▶
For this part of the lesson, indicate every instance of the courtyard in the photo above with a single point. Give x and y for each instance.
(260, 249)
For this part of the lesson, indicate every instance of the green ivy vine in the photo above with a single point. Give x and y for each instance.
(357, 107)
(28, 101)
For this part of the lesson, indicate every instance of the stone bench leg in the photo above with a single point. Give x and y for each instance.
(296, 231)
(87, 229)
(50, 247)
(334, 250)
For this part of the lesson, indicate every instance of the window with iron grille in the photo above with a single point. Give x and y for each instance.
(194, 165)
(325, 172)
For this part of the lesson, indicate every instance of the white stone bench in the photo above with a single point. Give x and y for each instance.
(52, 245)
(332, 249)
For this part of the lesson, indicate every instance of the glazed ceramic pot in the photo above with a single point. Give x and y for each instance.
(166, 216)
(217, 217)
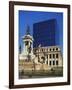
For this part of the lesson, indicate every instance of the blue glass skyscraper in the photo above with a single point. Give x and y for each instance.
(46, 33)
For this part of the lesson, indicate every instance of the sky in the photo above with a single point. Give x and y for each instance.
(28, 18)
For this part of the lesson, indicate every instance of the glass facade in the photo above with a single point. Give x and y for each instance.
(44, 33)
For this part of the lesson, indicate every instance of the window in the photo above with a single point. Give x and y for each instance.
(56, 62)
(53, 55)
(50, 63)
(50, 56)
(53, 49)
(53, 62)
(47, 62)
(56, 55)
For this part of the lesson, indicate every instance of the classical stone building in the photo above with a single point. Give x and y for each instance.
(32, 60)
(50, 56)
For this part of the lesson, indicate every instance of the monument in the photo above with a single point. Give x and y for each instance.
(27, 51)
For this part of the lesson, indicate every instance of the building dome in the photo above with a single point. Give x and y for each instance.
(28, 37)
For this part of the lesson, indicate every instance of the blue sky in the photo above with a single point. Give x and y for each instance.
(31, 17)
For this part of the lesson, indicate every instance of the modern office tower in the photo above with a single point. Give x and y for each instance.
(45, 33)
◀
• _Set exercise_: Return the lines from the line containing "the blue glass" to the end of the entries above, exactly as they appear and with no other output.

• _Response to this exercise_:
For this part of the lesson, indicate every instance of the blue glass skyscraper in the photo above with a single point. Give x and y for each instance.
(46, 33)
For this part of the lesson, indicate every instance of the sky in the photo above with a single point. Give x and y for each instance.
(28, 18)
For this part of the lesson, indicate every instance of the glass facade in the photo above with a single point. Give x and y for each instance.
(44, 33)
For this part of the lesson, indicate every instance of the window in the photo above with a single point. Give x and y for each instance.
(56, 62)
(53, 55)
(50, 63)
(50, 56)
(53, 49)
(53, 62)
(47, 62)
(56, 55)
For this part of the lesson, indicate every instance of the classical stone building in the photo above with a single point. Give x and y for each instance.
(32, 60)
(50, 56)
For this part of the lesson, indicate every instance of the monument in the photo above with a single point. Give x and y for each instance.
(27, 51)
For this part of the lesson, indicate every instance of the building dome in the photo above with a single point. Give x and y for each instance.
(28, 37)
For this part of the lesson, indicate every instance of the blue sky in the photo above with a single point. Give x and y for each instance.
(31, 17)
For this part of the lesson, indicate every instance of the modern office tower in the photo above with a single point. Give x and y for each instance.
(45, 33)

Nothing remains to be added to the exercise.